> **TASK BRIEF**: Give the number of lines in the material below that contain the word "worn", and nothing else.

> **SUPPLIED DATA**:
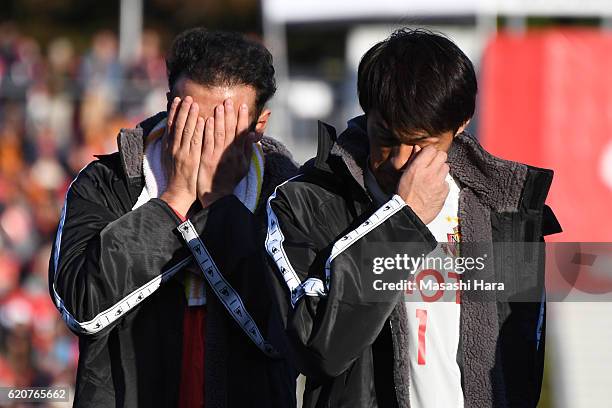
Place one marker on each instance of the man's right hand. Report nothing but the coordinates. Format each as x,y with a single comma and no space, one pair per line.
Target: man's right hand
182,148
423,186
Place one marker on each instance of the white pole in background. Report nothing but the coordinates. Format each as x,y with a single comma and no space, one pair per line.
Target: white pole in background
130,30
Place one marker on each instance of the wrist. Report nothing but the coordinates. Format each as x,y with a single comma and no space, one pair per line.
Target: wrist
179,203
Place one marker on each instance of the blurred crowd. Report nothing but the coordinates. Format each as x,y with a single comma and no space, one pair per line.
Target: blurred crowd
58,107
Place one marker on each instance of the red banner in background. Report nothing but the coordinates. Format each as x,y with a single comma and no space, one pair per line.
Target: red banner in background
546,100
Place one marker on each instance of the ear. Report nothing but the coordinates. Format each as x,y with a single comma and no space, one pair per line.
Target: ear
262,120
462,128
168,100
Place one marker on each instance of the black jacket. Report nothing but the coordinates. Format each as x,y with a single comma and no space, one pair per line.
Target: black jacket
115,275
353,349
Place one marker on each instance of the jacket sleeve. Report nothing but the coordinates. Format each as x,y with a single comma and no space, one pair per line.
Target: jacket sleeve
329,324
104,263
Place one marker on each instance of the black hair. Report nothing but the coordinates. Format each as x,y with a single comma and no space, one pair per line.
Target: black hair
417,80
217,58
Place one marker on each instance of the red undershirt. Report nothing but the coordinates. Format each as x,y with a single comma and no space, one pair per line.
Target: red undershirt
191,388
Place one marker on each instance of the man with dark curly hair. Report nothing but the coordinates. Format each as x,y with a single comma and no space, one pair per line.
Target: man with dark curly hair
155,264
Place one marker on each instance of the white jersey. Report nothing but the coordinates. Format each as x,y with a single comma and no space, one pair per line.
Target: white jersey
433,317
435,378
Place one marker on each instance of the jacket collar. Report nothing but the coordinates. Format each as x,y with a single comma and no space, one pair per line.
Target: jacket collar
496,182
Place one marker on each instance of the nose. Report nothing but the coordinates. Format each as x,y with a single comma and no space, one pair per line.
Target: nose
400,155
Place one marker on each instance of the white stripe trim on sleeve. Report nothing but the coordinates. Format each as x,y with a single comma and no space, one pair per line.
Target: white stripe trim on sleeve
274,247
108,316
395,204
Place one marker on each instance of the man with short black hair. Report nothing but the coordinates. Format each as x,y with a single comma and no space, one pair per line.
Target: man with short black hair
155,264
408,173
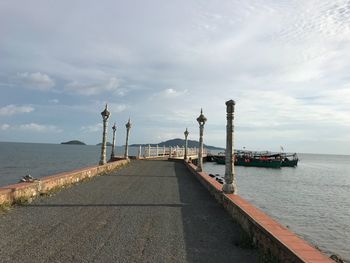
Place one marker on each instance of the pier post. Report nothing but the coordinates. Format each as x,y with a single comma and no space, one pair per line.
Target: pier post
114,128
201,120
186,134
128,126
229,186
105,115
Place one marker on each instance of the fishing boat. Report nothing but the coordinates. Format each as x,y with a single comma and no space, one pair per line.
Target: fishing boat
260,159
289,160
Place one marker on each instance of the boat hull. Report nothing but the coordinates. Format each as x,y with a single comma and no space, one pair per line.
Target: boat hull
252,162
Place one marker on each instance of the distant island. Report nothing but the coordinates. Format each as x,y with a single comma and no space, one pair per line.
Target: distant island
179,142
75,142
107,144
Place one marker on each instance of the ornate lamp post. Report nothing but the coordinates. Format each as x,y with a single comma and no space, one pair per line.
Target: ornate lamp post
201,120
128,126
229,186
114,128
186,134
105,115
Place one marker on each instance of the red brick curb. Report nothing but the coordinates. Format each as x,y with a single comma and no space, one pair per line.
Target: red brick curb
267,234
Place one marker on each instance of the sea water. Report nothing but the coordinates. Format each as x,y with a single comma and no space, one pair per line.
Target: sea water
313,199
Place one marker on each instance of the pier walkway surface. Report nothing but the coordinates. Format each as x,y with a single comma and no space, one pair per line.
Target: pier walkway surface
149,211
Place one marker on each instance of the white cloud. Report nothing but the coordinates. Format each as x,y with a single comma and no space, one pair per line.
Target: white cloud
11,109
41,128
35,81
116,108
169,93
111,85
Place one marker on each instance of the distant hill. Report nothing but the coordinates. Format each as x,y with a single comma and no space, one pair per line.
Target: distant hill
179,142
108,144
76,142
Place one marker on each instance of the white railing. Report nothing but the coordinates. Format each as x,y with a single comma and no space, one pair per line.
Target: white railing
172,152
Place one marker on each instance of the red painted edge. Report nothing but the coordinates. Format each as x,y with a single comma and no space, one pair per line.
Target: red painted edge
284,236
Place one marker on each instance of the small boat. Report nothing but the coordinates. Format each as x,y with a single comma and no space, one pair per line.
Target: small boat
289,160
260,159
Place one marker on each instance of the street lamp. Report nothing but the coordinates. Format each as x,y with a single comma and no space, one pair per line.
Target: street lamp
229,186
114,128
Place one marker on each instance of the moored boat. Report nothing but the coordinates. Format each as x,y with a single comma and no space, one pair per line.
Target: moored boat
260,159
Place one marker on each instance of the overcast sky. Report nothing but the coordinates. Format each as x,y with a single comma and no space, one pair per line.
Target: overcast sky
285,63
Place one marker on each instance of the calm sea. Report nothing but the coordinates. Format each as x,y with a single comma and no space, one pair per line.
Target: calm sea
313,200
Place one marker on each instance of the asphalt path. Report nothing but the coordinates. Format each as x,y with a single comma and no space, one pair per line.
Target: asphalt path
149,211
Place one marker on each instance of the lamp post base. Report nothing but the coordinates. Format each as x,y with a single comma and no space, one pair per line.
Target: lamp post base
229,189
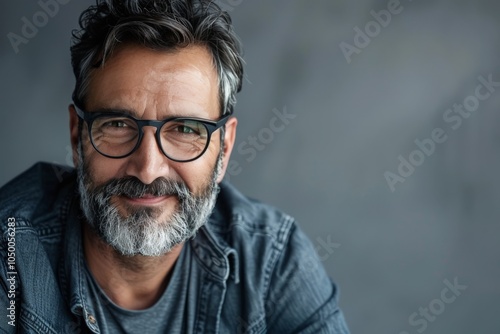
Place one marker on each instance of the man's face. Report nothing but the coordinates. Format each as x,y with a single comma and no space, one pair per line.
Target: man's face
145,203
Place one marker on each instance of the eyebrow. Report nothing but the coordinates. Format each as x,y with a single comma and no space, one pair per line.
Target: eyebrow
134,114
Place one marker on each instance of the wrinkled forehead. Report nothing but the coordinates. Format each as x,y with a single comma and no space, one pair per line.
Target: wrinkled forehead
169,82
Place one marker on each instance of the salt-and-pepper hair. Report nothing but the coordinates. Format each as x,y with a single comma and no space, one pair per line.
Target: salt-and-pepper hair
166,25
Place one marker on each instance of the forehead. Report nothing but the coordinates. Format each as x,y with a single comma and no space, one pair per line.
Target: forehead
163,83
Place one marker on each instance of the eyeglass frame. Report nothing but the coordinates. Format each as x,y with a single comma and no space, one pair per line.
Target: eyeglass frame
210,125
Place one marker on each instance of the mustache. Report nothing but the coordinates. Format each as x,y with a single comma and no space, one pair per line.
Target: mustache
133,187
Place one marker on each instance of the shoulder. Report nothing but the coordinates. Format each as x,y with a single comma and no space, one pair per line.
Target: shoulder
37,195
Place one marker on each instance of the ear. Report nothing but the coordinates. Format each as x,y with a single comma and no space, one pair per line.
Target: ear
73,131
229,139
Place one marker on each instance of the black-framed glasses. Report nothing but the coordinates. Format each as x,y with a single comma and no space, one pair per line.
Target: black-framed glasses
118,135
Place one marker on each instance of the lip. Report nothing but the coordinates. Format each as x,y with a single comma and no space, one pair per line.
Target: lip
147,200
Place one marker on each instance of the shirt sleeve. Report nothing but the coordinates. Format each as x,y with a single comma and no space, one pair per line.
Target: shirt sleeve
301,297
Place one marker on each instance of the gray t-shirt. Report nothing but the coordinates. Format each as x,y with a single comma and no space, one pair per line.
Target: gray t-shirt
167,315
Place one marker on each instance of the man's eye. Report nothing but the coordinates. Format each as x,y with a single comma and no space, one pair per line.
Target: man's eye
116,124
185,129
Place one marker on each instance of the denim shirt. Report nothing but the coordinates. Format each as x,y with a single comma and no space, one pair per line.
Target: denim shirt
256,270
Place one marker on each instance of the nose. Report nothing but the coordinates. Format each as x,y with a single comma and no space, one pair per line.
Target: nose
148,162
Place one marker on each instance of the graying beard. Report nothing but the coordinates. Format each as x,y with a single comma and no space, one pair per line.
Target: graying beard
141,233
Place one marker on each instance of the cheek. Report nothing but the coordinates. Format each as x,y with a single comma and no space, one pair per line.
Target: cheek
197,174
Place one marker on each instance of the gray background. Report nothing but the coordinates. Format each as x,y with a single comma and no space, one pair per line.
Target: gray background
393,249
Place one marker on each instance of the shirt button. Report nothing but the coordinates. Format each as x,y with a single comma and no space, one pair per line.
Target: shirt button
91,319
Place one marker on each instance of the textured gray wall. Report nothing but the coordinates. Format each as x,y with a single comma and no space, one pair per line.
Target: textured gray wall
391,252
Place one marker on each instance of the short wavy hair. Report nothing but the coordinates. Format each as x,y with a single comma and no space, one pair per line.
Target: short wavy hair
159,25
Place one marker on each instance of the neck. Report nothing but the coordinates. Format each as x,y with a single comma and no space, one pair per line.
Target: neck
131,282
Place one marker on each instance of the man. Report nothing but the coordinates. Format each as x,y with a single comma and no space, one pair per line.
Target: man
144,237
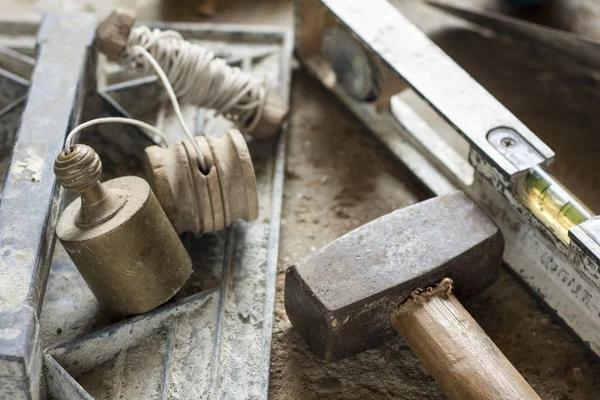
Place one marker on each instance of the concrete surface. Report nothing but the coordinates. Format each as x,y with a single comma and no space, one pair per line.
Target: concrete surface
338,178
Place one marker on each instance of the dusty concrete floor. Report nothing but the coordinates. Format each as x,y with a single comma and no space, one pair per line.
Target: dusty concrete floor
338,178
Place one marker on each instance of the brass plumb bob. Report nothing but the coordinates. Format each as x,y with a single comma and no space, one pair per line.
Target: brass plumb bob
119,237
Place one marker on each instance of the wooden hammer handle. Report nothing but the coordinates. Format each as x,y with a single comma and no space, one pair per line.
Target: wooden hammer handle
456,351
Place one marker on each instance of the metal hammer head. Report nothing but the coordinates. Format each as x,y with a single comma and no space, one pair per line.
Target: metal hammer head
340,298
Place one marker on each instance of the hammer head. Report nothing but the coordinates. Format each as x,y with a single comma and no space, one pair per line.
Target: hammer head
340,298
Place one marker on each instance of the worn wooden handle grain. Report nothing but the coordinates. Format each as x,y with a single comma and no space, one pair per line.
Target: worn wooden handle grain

> **RESULT**: 2